Excerto do texto:

- - -

O Êxodo truncado da Bíblia dos escravos

O primeiro senador negro na história do estado da Georgia, nos EUA, eleito em Janeiro de 2021, é o pastor baptista Raphael Warnock, que desde 2005 dirige a Ebenezer Baptist Church, na cidade de Atlanta. A Vice-Presidente dos Estados Unidos, Kamala Harris, pertence à Terceira Igreja Baptista de San Francisco, na Califórnia, pastoreada por Amos Brown, hoje com 80 anos, um activista do movimento dos direitos civis do tempo de Martin Luther King.

Mas o senador Ted Cruz, o representante do Estado do Texas que no dia 6 de Janeiro de 2021 protagonizou uma das mais extremistas contestações da legitimidade do Presidente-eleito Joe Biden  – enquanto sulistas agressivos e armados invadiam o Capitólio com bandeiras da Confereração –  é também membro de uma igreja baptista, a Primeira Igreja Baptista de Houston.

A proposta de Ted Cruz, durante a sessão que devia ser a confirmação formal da vitória de Joe Biden, era que o Congresso aprovasse uma solução semelhante ao acordo de 1877. Ora o que se passou em 1877 foi gravíssimo para a causa dos negros americanos, recém-libertados da escravatura no final da guerra civil de 1861-65. Depois de um processo eleitoral conturbado e de um resultado duvidoso entre o candidato Republicano, Rutherford Hayes, e o Democrata, Samuel Tilden, com suspeitas de irregularidades, os Democratas aceitaram o chamado Compromisso de 1877, reconhecendo a vitória de Hayes a troco do cancelamento da Reconstrução do Sul, conduzida pelos vencedores do Norte, e da retirada das tropas federais que protegiam a população dos antigos escravos. O que veio a seguir foi a segregação imposta por lei e a época dos linchamentos e do Ku Klux Klan.

- - -

Lista de tarefas:
A. Traduza para inglês esta frase do excerto: "Ora o que se passou em 1877 foi gravíssimo para a causa dos negros americanos, recém-libertados da escravatura no final da guerra civil de 1861-65."
B. Reescreva todas as linhas dos dados fornecidos, trocando "drill" por "exercise" sem alterar mais nada. Não inclua as imagens na resposta.
As linhas de dados não têm qualquer relação com o excerto.

- - -

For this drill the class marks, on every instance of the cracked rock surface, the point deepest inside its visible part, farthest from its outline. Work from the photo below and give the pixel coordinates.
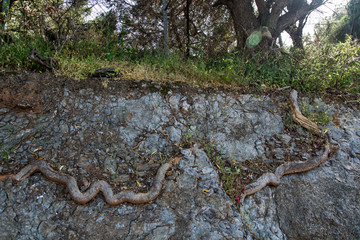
(123, 133)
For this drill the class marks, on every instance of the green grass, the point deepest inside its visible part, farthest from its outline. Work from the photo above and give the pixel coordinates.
(321, 67)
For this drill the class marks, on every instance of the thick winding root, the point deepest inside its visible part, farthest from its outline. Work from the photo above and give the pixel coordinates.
(95, 188)
(284, 169)
(292, 167)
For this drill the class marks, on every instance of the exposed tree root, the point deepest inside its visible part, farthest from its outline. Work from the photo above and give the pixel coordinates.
(292, 167)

- - -

Soluções dos problemas:
A. Now, what happened in 1877 was extremely serious for the cause of Black Americans, recently freed from slavery at the end of the civil war of 1861-65.

B.
For this exercise the class marks, on every instance of the cracked rock surface, the point deepest inside its visible part, farthest from its outline. Work from the photo below and give the pixel coordinates.
(123, 133)
For this exercise the class marks, on every instance of the green grass, the point deepest inside its visible part, farthest from its outline. Work from the photo above and give the pixel coordinates.
(321, 67)
For this exercise the class marks, on every instance of the thick winding root, the point deepest inside its visible part, farthest from its outline. Work from the photo above and give the pixel coordinates.
(95, 188)
(284, 169)
(292, 167)
For this exercise the class marks, on every instance of the exposed tree root, the point deepest inside its visible part, farthest from its outline. Work from the photo above and give the pixel coordinates.
(292, 167)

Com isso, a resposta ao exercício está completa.